*What needs to be done:* Rewrite the listing below with every "photograph" changed to "image" and nothing else altered, leaving out the pictures.

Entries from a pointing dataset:
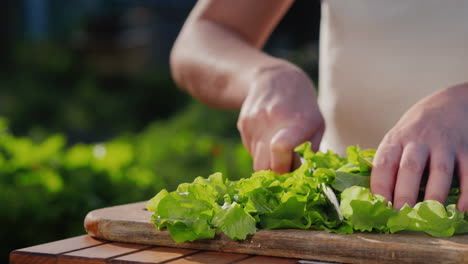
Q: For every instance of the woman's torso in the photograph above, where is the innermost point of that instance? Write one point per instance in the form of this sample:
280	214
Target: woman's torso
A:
379	57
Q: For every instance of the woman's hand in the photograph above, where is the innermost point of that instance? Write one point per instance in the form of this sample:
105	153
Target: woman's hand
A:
434	132
279	112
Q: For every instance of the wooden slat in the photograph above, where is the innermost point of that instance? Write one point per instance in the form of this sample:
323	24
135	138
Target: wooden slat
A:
267	260
99	254
130	223
209	257
47	253
153	255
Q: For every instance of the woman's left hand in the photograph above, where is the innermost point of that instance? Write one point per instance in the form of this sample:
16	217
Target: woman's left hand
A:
434	132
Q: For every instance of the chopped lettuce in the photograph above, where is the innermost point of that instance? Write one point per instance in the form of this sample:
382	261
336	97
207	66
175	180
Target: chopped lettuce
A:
301	199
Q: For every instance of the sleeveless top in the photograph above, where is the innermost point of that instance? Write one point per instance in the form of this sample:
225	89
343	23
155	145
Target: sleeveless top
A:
380	57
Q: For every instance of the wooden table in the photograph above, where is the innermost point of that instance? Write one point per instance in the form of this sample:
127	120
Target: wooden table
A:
85	249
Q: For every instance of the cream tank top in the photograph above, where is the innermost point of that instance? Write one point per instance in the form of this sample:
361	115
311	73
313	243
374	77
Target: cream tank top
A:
380	57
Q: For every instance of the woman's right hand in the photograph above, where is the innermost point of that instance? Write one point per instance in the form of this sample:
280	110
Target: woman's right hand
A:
279	112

*Complete answer:*
Q: For every instance of the woman's torso in the image above, where is the innermost point of that instance? Write one point per instance in the form of this sample:
280	214
Target: woman's torso
A:
379	57
Q: For every instance of the woman's hand in the image above, where is the innermost point of that instance? Write one point per instance in the form of this sample:
105	153
Target: woman's hand
A:
434	132
279	112
Q: For every instance of the wooden slat in the image above, where is the innermost point of that instance? Write one point per instance in the form of this sample:
323	24
135	138
Target: wooden slat
A:
267	260
99	254
130	223
209	257
47	253
153	255
Q: For every instance of the woman's left hand in the image above, where is the innermost point of that instance? Write one point per instance in the form of this sample:
16	217
Target: woman's left hand
A:
434	132
Q: For every instance of the chopped lettuce in the image above, where is the innermost point of that instance? Write one point per instance in the form of this sample:
382	261
336	97
207	66
175	180
Target: chopped lettuce
A:
301	199
Q: For every instance of the sleeveless top in the image above, where is the innermost point of that instance? Write one point per instance in the form of this sample:
225	89
343	23
155	145
Target: sleeveless top
A:
380	57
Q: For every instance of the wooden table in the image above, where is the innermost point of that instance? Write one point per instance in the form of this sample:
127	120
Target: wooden table
A:
85	249
Q: For every instance of the cream tank top in the image above, where is the innermost point of that instance? Write one point per instance in the form of this sample:
361	115
311	73
313	243
374	77
Target: cream tank top
A:
380	57
Q: For every instance of the woman's right hand in the image above, where is the innermost point of that instance? Write one point per instance in the form of this sample:
280	110
Target: woman's right hand
A:
279	112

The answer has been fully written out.